(Supplied material begins)
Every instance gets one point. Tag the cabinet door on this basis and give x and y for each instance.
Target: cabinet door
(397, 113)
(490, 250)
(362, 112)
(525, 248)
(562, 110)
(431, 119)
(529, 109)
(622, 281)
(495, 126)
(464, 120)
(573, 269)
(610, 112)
(Supplied material ends)
_Task to carry out_.
Copy each record from above without leaving any out.

_Answer to this exercise_.
Every instance gets one point. Tag the cabinet door on this basis and give x and y for each instance.
Target: cabinet door
(397, 113)
(490, 250)
(362, 112)
(525, 248)
(562, 110)
(431, 119)
(529, 109)
(622, 281)
(495, 126)
(464, 120)
(573, 269)
(610, 112)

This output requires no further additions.